START Task material

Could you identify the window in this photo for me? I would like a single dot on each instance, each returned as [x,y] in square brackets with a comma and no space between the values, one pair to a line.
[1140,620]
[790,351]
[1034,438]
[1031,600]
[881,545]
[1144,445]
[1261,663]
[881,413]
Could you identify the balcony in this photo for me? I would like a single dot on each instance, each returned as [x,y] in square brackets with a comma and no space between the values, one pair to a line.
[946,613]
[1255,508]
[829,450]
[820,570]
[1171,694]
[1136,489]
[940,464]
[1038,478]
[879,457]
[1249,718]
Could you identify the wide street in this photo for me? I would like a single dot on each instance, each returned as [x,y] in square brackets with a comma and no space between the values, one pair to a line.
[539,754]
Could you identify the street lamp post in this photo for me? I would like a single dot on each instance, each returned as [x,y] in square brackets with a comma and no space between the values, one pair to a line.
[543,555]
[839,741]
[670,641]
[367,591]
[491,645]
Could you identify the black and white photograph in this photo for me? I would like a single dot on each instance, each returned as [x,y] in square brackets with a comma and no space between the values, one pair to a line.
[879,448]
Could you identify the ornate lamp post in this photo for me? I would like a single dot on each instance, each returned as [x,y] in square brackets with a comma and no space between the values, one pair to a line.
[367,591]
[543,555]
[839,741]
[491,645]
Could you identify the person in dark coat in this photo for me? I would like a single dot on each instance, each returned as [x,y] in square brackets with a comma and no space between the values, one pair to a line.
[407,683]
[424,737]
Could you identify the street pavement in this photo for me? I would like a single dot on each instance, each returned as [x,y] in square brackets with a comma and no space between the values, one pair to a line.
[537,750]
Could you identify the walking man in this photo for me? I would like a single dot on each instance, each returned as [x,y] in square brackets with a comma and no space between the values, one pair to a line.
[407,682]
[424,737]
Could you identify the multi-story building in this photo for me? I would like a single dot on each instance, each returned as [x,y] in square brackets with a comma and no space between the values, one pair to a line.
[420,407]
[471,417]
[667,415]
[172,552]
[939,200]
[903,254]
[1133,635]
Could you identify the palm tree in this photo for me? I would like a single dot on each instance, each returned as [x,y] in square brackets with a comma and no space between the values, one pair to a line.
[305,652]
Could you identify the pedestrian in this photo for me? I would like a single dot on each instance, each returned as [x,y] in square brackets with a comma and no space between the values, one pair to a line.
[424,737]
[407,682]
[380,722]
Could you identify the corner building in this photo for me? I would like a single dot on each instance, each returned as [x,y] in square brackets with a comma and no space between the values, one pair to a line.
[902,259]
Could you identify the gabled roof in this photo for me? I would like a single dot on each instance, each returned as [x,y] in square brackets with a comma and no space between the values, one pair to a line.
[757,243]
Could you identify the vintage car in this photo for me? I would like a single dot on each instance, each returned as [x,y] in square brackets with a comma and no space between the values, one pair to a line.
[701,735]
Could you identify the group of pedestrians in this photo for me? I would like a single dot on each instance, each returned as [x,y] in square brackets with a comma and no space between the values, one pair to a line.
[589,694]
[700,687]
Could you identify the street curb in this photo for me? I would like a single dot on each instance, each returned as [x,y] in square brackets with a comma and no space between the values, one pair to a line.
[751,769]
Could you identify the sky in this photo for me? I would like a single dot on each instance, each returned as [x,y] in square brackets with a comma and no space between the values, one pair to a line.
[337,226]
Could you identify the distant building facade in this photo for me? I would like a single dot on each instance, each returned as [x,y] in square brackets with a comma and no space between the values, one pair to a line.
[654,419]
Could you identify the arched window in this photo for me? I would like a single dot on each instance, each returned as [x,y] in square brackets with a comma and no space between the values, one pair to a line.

END Task material

* Action item:
Write the entire listing out again, word for word.

* Answer area:
Could you identify the window in this photo for me? I would like a single dot on each instance, each returned as [x,y] in square brackets with a comma and no space between the values, one pair to a line.
[1140,620]
[790,351]
[1034,438]
[1031,600]
[881,545]
[1144,445]
[1261,663]
[881,413]
Could you identify the balcony in this photo for me? I would like a single dot on each instance, each returned as [x,y] in square brackets with a comma and no space between the values, one pair to a line.
[946,613]
[1255,508]
[829,450]
[820,570]
[1171,694]
[1136,489]
[940,464]
[1038,478]
[879,457]
[1249,718]
Could you identify the wide street in this photo for me? I would like a single dot on each instance, each returned as [x,y] in square brackets with a comma and no space between the values, one pair to a line.
[539,754]
Could you identify the street lamp post in this photo for me? I would like a single dot on each instance, each returned as [x,y] in square brackets with a comma and no space between the values, one pair to a line.
[543,555]
[839,741]
[670,641]
[367,591]
[491,645]
Could you identify the black and white photograph in this photo for me? I would like a single dot on each instance, each returned as [x,y] in square brackets with a comma and no space between the values, one pair to a line.
[879,448]
Could you identify the ornate lamp post in this photo for me? I would like a single dot on each instance, each returned as [x,y] in square brackets with a comma and no space between the values, one pair to a line.
[367,591]
[543,555]
[839,741]
[491,645]
Could you identify the person in dark coat in this photo for me? I would like a single dot on each instance, each returned as [x,y] in square brackets with a comma and no space between the values, one pair to a line.
[407,683]
[424,737]
Could you identify the street pavement in this photo for me? I would like a single dot on each instance, each returned as [x,y] in square brackets with a comma and no space between the values, one pair to a line.
[537,750]
Could you identify the walking man in this photo for me? I would like a single dot on each instance, each returned as [x,y] in square brackets with a comma and no space between the values, one pair to a line.
[407,682]
[424,737]
Could you identify the multi-story building in this photo for me? I would like a single dot on each instance, each returned as [x,y] in square brackets with a comma and no space between the values, one pair to a line.
[420,407]
[471,417]
[667,415]
[172,552]
[939,200]
[903,254]
[1133,635]
Could you identify the palm tree in this photo for me? I would like a single dot on each instance, each returned as [x,y] in square brackets with a comma and no space between the values, one pair to a line.
[305,652]
Could you identify the pedestrian in this photo for me? I would like a single dot on each instance, each returned as [x,y] in square brackets with a comma and no space between the values, one pair to a line.
[424,737]
[407,682]
[380,722]
Could you identify the corner building in this photo for me? I would like a single dot on each instance, each returned as [x,y] in square brackets with a comma and no space between the values, one pair to a line.
[902,259]
Could you identify the gabled roof in this photo for me? I would like a single dot on each instance, each returned as [x,y] in square brackets with a comma and no space between the values, one pair to a line.
[757,243]
Could you identify the vintage car in this photo for me? I would like a single dot on each instance, each returned as [x,y] in square brackets with a comma and no space between the values, one pair to a line.
[701,735]
Could you identify the group of pedestrians in this photo for me? I would like a single dot on each instance, each returned as [x,y] in square brackets with a comma and no space between the values, one pair to a line.
[589,694]
[700,687]
Could you identify the street curb in this photo for me? I would like a single dot on each instance, each returned as [x,y] in square brackets with a comma and no space between the values, one pair to a line.
[751,769]
Could you identify the sky in this photo for me? I would like a single dot on each instance, each returned as [x,y] in square brackets with a comma and no space between the values, one pair to a line.
[337,226]
Could you identify the distant building facade in this photo for me? I would like a single dot on each instance, each returned as [x,y] in square brackets with a comma and no space between the values, one pair to a line.
[654,419]
Could you identify the arched window in this photo for me? I would like a single dot on each instance, each returned as [x,y] in square brackets with a comma and no space between the values, one pair to a line.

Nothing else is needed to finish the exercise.